### [Texte source]

Sa biographie
Née en 1955 à Versailles (78)
Lycée pilote d’Arts Appliqués de Sèvres
Diplôme de Technicien Dessinateur en Arts Appliqués et Tapisserie de Lice
Ecole Nationale Supérieure des Beaux-Arts, Paris
Vit et travaille à Saint Front la Rivière, à Nontron (24)
Principales expositions et réalisations :
Tapisseries contemporaines (SEMA) au Musée du Luxembourg, Paris, 1983.
« World Weavers Wall », Melbourne, Australie, 1988.
« International Tapestry Network », U.S.A., 1990 à 1992.
10ème biennale internationale de miniatures textiles, Szombathely, Hongrie, 1994.
Musée des Beaux Arts de Fukuoka, Japon, 1996.
Espace Culturel François Mitterrand, Périgueux, 1997.
« Aujourd’hui la Tapisserie », Pôle Expérimental des Métiers d’Art, Nontron, 2007.
Prix : Grand prix départemental, puis régional pour la création contemporaine (SEMA), 1996.
Distinctions : Chevalier dans l’Ordre National du Mérite, 2000. Chevalier dans l’Ordre National des Arts et des Lettres, 2002.
Résidences : Jurata, Pologne, 1987. KatiKati, Nouvelle-Zélande, 2001, 2002 et 2003.

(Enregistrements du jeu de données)

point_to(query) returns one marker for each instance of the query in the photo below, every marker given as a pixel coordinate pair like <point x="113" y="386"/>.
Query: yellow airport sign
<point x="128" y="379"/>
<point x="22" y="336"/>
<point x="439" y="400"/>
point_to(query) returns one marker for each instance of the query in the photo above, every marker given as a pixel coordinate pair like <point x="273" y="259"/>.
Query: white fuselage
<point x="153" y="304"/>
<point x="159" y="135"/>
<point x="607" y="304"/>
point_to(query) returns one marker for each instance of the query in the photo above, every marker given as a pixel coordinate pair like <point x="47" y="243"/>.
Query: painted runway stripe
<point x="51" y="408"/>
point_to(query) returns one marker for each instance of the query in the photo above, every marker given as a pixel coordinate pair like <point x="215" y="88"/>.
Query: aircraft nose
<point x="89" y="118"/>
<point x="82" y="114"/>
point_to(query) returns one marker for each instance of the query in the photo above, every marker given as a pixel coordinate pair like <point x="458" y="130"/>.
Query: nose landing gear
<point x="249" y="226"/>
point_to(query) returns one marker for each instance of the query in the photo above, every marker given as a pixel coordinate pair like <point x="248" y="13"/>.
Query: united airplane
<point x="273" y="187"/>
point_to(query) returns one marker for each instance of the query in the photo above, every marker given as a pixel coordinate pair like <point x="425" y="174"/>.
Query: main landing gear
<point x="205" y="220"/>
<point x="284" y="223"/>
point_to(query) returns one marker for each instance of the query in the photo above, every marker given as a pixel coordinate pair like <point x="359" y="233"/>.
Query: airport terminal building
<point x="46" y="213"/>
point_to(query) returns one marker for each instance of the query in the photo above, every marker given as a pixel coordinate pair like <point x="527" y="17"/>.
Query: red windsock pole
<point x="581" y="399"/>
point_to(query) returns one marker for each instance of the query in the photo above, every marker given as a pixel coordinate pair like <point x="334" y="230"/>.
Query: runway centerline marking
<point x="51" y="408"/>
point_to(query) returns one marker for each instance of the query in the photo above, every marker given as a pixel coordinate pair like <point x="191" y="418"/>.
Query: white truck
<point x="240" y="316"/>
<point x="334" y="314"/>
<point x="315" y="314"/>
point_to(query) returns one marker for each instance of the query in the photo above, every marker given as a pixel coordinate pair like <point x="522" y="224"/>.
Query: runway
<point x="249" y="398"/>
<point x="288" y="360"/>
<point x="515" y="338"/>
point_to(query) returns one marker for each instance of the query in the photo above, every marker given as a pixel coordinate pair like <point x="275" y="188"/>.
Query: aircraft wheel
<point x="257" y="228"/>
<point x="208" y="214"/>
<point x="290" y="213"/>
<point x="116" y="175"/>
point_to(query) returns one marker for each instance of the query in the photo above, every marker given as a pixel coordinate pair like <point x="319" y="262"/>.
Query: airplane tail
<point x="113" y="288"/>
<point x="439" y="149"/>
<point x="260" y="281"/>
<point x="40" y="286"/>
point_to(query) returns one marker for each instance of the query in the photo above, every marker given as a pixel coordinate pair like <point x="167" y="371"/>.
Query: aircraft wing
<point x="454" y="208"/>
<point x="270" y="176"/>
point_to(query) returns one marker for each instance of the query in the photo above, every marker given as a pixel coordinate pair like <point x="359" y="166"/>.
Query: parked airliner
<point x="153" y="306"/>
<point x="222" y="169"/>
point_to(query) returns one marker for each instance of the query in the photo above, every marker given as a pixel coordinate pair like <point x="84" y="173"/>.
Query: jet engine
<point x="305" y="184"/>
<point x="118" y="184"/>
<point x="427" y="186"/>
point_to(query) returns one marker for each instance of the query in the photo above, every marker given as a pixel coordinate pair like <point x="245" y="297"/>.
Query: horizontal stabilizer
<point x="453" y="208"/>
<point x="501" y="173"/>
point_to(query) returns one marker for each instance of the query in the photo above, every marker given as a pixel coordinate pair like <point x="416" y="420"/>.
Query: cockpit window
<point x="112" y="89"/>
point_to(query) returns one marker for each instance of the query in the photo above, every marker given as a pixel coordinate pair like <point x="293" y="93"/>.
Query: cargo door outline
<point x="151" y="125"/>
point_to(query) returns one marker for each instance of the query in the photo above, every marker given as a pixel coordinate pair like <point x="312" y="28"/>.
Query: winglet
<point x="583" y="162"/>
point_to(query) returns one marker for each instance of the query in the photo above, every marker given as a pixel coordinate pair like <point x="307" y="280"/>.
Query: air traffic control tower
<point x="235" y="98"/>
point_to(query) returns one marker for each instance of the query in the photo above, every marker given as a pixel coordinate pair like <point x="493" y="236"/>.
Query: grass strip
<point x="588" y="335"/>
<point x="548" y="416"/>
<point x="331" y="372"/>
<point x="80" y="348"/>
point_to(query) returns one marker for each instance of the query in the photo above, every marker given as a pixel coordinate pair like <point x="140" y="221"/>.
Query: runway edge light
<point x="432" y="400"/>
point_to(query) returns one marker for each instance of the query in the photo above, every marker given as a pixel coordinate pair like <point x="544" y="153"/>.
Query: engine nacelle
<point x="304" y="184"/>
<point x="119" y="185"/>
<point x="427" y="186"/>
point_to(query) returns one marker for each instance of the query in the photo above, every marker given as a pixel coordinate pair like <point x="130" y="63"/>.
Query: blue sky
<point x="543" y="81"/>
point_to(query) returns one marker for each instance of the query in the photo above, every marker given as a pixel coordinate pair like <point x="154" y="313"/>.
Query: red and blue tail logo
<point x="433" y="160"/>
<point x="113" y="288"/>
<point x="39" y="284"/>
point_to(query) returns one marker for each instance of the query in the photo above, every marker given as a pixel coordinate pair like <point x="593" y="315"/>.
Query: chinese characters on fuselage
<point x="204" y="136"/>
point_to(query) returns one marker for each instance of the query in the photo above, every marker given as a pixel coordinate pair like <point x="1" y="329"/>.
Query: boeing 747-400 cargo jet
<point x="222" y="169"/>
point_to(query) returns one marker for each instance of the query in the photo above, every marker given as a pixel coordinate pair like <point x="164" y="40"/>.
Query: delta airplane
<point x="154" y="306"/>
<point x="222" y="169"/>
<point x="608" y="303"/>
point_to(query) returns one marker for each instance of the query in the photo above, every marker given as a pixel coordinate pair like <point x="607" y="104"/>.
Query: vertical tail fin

### [Consignes]
1) D'après la biographie, en quelle année et dans quelle ville l'artiste est-elle née ?
2) Dans la biographie, reprends le passage qui commence par « 10ème biennale internationale » et se poursuit jusqu'à « contemporaine (SEMA), 1996. », en substituant « Autriche » à « Hongrie ».
3) Poursuis la biographie de l'artiste à partir de la dernière ligne donnée.

### [Réponses par consigne]
1) En 1955, à Versailles.

2)
10ème biennale internationale de miniatures textiles, Szombathely, Autriche, 1994.
Musée des Beaux Arts de Fukuoka, Japon, 1996.
Espace Culturel François Mitterrand, Périgueux, 1997.
« Aujourd’hui la Tapisserie », Pôle Expérimental des Métiers d’Art, Nontron, 2007.
Prix : Grand prix départemental, puis régional pour la création contemporaine (SEMA), 1996.

3)
Son univers
Déterminée très jeune à mener une carrière artistique, Sylvie Weber entame sagement le difficile apprentissage de la tapisserie de basse-lice à l’Ecole de Sèvres. Elle ne sait pas encore qu’elle va trouver dans cette forme d’art tout ce qui lui est nécessaire pour exprimer sa créativité. Elle se souvient pourtant de sa fascination pour les tapis et les tapisseries dans lesquels son regard se perdait pour de longs voyages imaginaires.
Elle apprend ensuite, comme une confirmation, que son nom signifie « tisserand » en allemand et qu’elle avait effectivement des ancêtres tisserands. En gardant son nom, Sylvie Weber affirme ainsi sa vocation de licier-créateur, deux termes indissociables qui, loin d’être antithétiques, correspondent à sa nature d’artiste : un cadre, un dessin, un espace structurés, nécessaires à son équilibre, où peut s’épanouir son besoin de créer.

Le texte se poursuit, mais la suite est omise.